Dataset entries:
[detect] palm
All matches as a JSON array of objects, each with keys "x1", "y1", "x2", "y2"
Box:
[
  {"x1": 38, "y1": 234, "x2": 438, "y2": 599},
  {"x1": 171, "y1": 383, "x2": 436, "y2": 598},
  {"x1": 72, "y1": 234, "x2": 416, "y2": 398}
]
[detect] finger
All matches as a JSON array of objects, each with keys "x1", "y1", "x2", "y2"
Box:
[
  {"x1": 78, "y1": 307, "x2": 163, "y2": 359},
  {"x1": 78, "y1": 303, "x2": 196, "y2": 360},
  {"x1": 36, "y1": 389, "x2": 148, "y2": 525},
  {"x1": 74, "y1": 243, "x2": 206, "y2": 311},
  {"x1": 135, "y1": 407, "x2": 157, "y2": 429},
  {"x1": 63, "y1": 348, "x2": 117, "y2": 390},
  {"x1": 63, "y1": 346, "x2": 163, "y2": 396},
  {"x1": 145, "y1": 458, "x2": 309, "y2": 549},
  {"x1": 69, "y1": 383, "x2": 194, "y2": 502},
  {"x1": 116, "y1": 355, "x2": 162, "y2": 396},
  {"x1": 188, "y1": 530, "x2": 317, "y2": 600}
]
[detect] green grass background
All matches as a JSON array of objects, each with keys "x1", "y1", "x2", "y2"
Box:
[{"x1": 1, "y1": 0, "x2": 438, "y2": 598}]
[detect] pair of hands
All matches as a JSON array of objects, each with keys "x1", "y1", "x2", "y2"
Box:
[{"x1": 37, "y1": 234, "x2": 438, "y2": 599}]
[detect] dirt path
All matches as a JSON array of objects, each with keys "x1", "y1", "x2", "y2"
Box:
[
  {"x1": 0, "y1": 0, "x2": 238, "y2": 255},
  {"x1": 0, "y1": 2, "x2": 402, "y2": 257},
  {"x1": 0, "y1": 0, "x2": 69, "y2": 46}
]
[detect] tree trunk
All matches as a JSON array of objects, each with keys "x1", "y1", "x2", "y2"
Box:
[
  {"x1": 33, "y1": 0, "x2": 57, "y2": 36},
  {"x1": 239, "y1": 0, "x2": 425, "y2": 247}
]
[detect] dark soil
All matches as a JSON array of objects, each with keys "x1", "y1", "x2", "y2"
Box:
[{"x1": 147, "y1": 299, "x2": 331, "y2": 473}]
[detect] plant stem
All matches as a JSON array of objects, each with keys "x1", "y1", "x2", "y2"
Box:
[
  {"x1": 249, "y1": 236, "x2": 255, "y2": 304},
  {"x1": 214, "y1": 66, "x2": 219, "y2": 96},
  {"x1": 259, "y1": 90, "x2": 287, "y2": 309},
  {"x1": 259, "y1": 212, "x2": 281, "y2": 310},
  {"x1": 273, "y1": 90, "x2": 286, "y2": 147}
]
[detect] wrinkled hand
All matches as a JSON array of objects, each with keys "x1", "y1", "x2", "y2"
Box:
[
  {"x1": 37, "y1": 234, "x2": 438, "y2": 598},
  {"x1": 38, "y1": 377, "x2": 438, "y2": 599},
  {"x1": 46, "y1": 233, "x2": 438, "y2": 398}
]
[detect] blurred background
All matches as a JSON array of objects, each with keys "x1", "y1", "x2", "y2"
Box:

[Exercise directions] From the records above, extract every entry exactly as given.

[Solution for this problem]
[detect] palm
All matches as a JSON array of objects, each with keys "x1", "y1", "x2", "y2"
Box:
[
  {"x1": 38, "y1": 234, "x2": 438, "y2": 599},
  {"x1": 171, "y1": 383, "x2": 436, "y2": 598},
  {"x1": 72, "y1": 234, "x2": 416, "y2": 398}
]
[detect] finger
All matches as a JSON array of objects, each with keys "x1", "y1", "x2", "y2"
Box:
[
  {"x1": 78, "y1": 307, "x2": 163, "y2": 359},
  {"x1": 78, "y1": 303, "x2": 196, "y2": 360},
  {"x1": 36, "y1": 389, "x2": 148, "y2": 525},
  {"x1": 74, "y1": 243, "x2": 206, "y2": 311},
  {"x1": 135, "y1": 407, "x2": 157, "y2": 429},
  {"x1": 63, "y1": 348, "x2": 117, "y2": 390},
  {"x1": 63, "y1": 346, "x2": 163, "y2": 396},
  {"x1": 145, "y1": 458, "x2": 309, "y2": 549},
  {"x1": 69, "y1": 383, "x2": 194, "y2": 502},
  {"x1": 116, "y1": 355, "x2": 162, "y2": 396},
  {"x1": 188, "y1": 530, "x2": 317, "y2": 600}
]
[detect] green grass background
All matches as a JSON array of objects, each with keys "x1", "y1", "x2", "y2"
Box:
[{"x1": 1, "y1": 0, "x2": 438, "y2": 598}]
[detect] pair of hands
All matches as a JSON array of objects, each with keys "x1", "y1", "x2", "y2"
Box:
[{"x1": 37, "y1": 234, "x2": 438, "y2": 599}]
[detect] dirt path
All matches as a JSON array of objects, each with keys "x1", "y1", "x2", "y2"
Box:
[
  {"x1": 0, "y1": 0, "x2": 238, "y2": 255},
  {"x1": 0, "y1": 2, "x2": 402, "y2": 257},
  {"x1": 0, "y1": 0, "x2": 69, "y2": 46}
]
[detect] tree trunk
All matches as a JSON array of objects, each with keys "x1", "y1", "x2", "y2"
Box:
[
  {"x1": 33, "y1": 0, "x2": 57, "y2": 36},
  {"x1": 239, "y1": 0, "x2": 425, "y2": 247}
]
[detect] dark soil
All matches as a JSON array of objects, each with keys "x1", "y1", "x2", "y2"
Box:
[{"x1": 147, "y1": 299, "x2": 331, "y2": 473}]
[detect] plant stem
All matches as a JSON array of objects, each with keys "x1", "y1", "x2", "y2"
Box:
[
  {"x1": 249, "y1": 236, "x2": 255, "y2": 304},
  {"x1": 214, "y1": 66, "x2": 219, "y2": 96},
  {"x1": 259, "y1": 90, "x2": 287, "y2": 309},
  {"x1": 259, "y1": 212, "x2": 281, "y2": 310},
  {"x1": 273, "y1": 90, "x2": 286, "y2": 147}
]
[detect] wrinkled hand
All matches as a JSON array of objects, each with keys "x1", "y1", "x2", "y2"
Box:
[
  {"x1": 37, "y1": 234, "x2": 438, "y2": 598},
  {"x1": 38, "y1": 377, "x2": 438, "y2": 599},
  {"x1": 46, "y1": 233, "x2": 438, "y2": 398}
]
[detect] blurred background
All matches as a JSON array of objects, each with keys "x1", "y1", "x2", "y2"
Box:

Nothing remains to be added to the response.